§ **QUOTED TEXT**:
════════
The VIFF is my best chance to see a Canadian feature film each year. I got my chance with Suck It Up. I’m glad I saw it.
The film begins with Ronnie collapsing by a lawnmower drunk. Ronnie has just lost her older brother Garrett. Faye is in Vancouver having a job interview for a school board job she really wants when she learns the news about Ronnie. Ronnie was her best friend until Faye broke up with Garrett last year. She is encouraged by Ronnie’s guardian aunt and uncle to come over to Calgary. Faye meets with them all and they feel the best way to help Ronnie recuperate is for her and Faye to go someplace for a getaway. Faye decides to go to their old cabin in Invermere.
At first, you think things won’t work. Faye is the cool one under control while Ronnie is outrageous enough to flash her breasts to any car full of guys passing by. Once in Invermere, they try to make themselves comfortable in the cabin. However it seems Ronnie is making herself all too comfortable with every guy she meets up with. Especially this creepy guy names Dale who rubs Faye the wrong way. As Ronnie is getting closer to a guy names Shamus and his freewheeling friends from the bowling alley, Faye meets a guy of her own. His name is Granville. Granville may come across as geeky at first because of his asthma and diabetes, but the two connect as Faye is charmed by his artistic dreaminess.
════════
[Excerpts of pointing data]
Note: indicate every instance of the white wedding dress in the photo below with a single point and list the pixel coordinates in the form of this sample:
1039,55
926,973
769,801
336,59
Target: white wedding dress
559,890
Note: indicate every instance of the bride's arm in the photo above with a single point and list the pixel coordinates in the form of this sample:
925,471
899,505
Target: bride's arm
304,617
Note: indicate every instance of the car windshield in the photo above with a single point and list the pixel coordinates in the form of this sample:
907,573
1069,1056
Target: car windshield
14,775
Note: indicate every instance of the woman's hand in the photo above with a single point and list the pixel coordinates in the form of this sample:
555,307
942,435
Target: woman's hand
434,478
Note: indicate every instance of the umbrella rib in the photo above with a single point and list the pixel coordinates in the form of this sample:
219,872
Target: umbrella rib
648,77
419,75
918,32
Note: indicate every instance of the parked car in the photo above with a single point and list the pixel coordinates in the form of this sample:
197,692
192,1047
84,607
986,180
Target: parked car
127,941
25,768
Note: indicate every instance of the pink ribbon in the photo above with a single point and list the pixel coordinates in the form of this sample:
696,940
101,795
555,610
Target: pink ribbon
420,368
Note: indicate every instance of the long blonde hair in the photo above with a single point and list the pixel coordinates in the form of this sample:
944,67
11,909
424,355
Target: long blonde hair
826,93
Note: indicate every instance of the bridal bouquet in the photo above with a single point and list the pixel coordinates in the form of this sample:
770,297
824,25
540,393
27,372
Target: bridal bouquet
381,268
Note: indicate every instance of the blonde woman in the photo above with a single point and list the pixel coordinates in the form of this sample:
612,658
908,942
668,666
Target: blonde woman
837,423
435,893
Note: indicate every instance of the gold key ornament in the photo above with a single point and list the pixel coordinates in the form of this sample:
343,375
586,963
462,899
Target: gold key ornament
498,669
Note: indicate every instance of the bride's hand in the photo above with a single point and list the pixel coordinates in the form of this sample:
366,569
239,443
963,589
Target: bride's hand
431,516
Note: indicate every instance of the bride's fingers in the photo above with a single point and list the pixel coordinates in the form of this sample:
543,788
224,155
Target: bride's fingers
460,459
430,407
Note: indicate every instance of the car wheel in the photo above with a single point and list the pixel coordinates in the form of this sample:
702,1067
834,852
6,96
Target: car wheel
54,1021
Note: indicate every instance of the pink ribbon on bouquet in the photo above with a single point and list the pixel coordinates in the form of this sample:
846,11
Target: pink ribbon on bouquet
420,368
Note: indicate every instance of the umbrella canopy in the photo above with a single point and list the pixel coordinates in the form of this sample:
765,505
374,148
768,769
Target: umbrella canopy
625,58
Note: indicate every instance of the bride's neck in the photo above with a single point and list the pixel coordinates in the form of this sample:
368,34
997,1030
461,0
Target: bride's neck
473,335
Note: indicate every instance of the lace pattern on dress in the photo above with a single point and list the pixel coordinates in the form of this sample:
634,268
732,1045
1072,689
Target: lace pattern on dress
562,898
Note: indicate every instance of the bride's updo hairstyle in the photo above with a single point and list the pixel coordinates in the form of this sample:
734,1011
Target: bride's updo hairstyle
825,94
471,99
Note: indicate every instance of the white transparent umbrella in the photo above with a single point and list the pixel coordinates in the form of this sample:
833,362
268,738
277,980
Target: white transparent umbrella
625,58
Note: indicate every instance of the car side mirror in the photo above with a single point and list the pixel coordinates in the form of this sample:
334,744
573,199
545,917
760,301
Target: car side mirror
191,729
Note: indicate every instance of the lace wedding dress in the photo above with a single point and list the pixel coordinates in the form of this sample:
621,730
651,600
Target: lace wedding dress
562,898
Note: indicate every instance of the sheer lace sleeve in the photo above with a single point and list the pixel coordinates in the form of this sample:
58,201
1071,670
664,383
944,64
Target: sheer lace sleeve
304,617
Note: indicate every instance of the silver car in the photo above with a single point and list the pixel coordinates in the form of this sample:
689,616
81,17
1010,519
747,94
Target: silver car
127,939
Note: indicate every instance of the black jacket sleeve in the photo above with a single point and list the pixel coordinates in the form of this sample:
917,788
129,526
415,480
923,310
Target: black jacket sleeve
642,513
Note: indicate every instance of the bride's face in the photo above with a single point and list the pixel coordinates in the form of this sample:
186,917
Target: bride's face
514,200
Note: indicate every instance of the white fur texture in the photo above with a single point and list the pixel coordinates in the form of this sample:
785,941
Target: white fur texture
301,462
════════
§ **WHAT YOU NEED TO DO**:
#1 Copy out the part of the film review that opens with the words "The film begins" and closes with "cabin in Invermere.".
#2 In the listing, from the line containing "Note: indicate every instance of the black" through the end, replace "fur" with "fleece" and leave everything else unchanged. Give back only those lines.
The film review and the listing are separate material that have nothing to do with each other.

§ **RESPONSE LIST**:
#1
The film begins with Ronnie collapsing by a lawnmower drunk. Ronnie has just lost her older brother Garrett. Faye is in Vancouver having a job interview for a school board job she really wants when she learns the news about Ronnie. Ronnie was her best friend until Faye broke up with Garrett last year. She is encouraged by Ronnie’s guardian aunt and uncle to come over to Calgary. Faye meets with them all and they feel the best way to help Ronnie recuperate is for her and Faye to go someplace for a getaway. Faye decides to go to their old cabin in Invermere.

#2
Note: indicate every instance of the black jacket sleeve in the photo above with a single point and list the pixel coordinates in the form of this sample:
917,788
129,526
415,480
923,310
Target: black jacket sleeve
642,513
Note: indicate every instance of the bride's face in the photo above with a single point and list the pixel coordinates in the form of this sample:
186,917
Target: bride's face
514,200
Note: indicate every instance of the white fleece texture in the photo above with a single point and list the pixel coordinates in the form of this sample:
785,941
Target: white fleece texture
301,462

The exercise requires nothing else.